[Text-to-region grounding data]
★ ★ ★ ★ ★ ★ ★
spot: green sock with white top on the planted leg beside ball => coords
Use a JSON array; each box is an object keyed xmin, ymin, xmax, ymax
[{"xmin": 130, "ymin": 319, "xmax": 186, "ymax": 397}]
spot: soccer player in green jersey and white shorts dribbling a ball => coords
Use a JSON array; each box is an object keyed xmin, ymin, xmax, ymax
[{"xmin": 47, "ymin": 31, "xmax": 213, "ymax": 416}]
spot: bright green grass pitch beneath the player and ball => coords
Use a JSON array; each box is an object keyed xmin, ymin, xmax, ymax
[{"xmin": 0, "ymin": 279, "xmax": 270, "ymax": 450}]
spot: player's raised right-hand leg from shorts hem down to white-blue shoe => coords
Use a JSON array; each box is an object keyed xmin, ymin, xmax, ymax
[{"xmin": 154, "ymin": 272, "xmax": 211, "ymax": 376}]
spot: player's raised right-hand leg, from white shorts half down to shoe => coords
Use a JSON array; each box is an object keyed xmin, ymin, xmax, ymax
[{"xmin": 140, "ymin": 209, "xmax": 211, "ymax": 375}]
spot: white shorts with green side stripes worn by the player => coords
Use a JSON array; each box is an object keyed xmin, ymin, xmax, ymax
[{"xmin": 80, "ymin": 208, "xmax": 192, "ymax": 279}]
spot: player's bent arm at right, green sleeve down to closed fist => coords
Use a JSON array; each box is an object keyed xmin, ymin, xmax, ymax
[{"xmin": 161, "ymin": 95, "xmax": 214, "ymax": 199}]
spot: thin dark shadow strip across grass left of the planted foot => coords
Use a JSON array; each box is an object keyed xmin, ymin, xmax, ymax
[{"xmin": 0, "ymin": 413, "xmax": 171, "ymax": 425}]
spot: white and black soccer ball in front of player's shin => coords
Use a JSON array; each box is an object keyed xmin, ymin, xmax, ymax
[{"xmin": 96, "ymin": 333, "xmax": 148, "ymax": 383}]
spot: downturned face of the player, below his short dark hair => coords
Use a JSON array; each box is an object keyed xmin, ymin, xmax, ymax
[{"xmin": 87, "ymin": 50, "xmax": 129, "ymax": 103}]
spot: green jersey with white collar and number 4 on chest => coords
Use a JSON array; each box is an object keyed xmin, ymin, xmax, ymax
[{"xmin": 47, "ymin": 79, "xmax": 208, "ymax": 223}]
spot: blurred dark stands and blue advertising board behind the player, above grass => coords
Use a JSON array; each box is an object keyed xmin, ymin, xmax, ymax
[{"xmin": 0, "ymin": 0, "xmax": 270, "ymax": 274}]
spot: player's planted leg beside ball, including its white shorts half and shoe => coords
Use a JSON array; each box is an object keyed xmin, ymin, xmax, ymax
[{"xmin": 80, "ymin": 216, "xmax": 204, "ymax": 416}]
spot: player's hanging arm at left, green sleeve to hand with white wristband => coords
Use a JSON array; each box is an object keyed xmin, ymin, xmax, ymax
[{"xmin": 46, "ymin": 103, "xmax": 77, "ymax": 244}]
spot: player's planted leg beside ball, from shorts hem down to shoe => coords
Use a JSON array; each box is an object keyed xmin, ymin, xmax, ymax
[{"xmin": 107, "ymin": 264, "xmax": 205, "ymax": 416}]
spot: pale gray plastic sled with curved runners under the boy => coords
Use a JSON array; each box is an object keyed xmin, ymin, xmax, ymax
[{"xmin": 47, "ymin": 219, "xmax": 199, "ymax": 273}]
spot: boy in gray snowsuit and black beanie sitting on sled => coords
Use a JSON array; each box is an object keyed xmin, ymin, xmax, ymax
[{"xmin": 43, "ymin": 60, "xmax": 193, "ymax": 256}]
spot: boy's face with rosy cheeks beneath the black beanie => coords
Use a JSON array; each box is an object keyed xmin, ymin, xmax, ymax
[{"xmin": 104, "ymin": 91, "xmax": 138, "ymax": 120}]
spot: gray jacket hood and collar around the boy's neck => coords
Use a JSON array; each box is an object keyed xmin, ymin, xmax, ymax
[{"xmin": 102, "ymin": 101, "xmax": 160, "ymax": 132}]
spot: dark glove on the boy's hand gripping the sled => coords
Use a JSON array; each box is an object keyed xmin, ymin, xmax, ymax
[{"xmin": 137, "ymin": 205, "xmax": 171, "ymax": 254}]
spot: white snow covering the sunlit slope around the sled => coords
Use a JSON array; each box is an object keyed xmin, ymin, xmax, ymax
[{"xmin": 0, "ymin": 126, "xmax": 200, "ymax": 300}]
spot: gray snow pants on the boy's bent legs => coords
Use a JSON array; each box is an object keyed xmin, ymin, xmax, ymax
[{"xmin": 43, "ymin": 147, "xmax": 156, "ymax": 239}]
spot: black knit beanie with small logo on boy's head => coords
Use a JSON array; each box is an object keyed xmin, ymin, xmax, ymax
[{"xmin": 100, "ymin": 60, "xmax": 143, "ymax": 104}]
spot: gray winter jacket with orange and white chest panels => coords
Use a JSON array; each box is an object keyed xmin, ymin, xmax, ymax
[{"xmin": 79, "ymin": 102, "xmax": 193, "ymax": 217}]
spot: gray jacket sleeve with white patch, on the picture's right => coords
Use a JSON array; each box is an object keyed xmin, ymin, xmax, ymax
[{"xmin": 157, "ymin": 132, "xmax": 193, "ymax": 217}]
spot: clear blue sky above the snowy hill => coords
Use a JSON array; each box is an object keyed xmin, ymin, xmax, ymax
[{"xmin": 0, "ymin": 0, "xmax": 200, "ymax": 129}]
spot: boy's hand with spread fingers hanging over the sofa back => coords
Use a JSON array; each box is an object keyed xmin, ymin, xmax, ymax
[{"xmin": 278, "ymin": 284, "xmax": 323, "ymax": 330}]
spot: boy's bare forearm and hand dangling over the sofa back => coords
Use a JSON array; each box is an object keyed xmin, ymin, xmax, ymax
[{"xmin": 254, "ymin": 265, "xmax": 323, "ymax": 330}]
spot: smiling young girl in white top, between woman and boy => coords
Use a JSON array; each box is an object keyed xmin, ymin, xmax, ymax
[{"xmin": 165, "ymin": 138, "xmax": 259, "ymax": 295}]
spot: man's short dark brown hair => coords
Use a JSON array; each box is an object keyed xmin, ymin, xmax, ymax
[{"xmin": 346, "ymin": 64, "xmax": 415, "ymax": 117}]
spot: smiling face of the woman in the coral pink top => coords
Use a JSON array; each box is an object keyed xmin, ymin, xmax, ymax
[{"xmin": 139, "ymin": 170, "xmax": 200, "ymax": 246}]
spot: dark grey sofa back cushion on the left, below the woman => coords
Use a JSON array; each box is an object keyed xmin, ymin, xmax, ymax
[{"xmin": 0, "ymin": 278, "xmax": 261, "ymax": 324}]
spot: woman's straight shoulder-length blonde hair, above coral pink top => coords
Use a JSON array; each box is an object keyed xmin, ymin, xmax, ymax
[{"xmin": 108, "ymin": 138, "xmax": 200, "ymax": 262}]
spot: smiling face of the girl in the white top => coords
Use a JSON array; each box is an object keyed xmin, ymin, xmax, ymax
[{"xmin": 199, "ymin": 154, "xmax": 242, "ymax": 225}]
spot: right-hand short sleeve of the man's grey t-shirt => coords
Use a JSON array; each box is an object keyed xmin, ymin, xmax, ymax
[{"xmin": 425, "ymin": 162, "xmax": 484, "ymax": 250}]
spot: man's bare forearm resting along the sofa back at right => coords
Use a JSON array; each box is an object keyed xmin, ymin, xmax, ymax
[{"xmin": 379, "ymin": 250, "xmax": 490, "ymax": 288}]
★ ★ ★ ★ ★ ★ ★
Only certain lines are wanted. Please return exactly those from the top of the data through the line with "spot: blurred dark".

spot: green sock with white top on the planted leg beside ball => coords
Use a JSON array; each box is an object keyed xmin, ymin, xmax, ymax
[{"xmin": 130, "ymin": 319, "xmax": 186, "ymax": 397}]
spot: soccer player in green jersey and white shorts dribbling a ball => coords
Use a JSON array; each box is an object keyed xmin, ymin, xmax, ymax
[{"xmin": 47, "ymin": 31, "xmax": 213, "ymax": 416}]
spot: bright green grass pitch beneath the player and ball => coords
Use a JSON array; each box is an object keyed xmin, ymin, xmax, ymax
[{"xmin": 0, "ymin": 279, "xmax": 270, "ymax": 450}]
spot: player's raised right-hand leg from shorts hem down to white-blue shoe => coords
Use a JSON array; each box is an object keyed xmin, ymin, xmax, ymax
[{"xmin": 154, "ymin": 272, "xmax": 211, "ymax": 376}]
spot: player's raised right-hand leg, from white shorts half down to shoe => coords
Use a JSON array; each box is an object keyed xmin, ymin, xmax, ymax
[{"xmin": 140, "ymin": 209, "xmax": 211, "ymax": 375}]
spot: white shorts with green side stripes worn by the player => coords
Use a JSON array; each box is an object keyed xmin, ymin, xmax, ymax
[{"xmin": 80, "ymin": 208, "xmax": 192, "ymax": 279}]
spot: player's bent arm at right, green sleeve down to closed fist => coords
Use a JSON array; each box is an object keyed xmin, ymin, xmax, ymax
[{"xmin": 161, "ymin": 95, "xmax": 214, "ymax": 199}]
spot: thin dark shadow strip across grass left of the planted foot => coords
Use a JSON array; each box is an object keyed xmin, ymin, xmax, ymax
[{"xmin": 0, "ymin": 413, "xmax": 171, "ymax": 425}]
spot: white and black soccer ball in front of player's shin => coords
Use a JSON array; each box is an object keyed xmin, ymin, xmax, ymax
[{"xmin": 96, "ymin": 333, "xmax": 148, "ymax": 383}]
spot: downturned face of the player, below his short dark hair => coords
Use a JSON array; each box is an object keyed xmin, ymin, xmax, ymax
[{"xmin": 87, "ymin": 50, "xmax": 129, "ymax": 103}]
spot: green jersey with white collar and number 4 on chest => coords
Use a JSON array; each box is an object keyed xmin, ymin, xmax, ymax
[{"xmin": 47, "ymin": 79, "xmax": 208, "ymax": 223}]
spot: blurred dark stands and blue advertising board behind the player, above grass => coords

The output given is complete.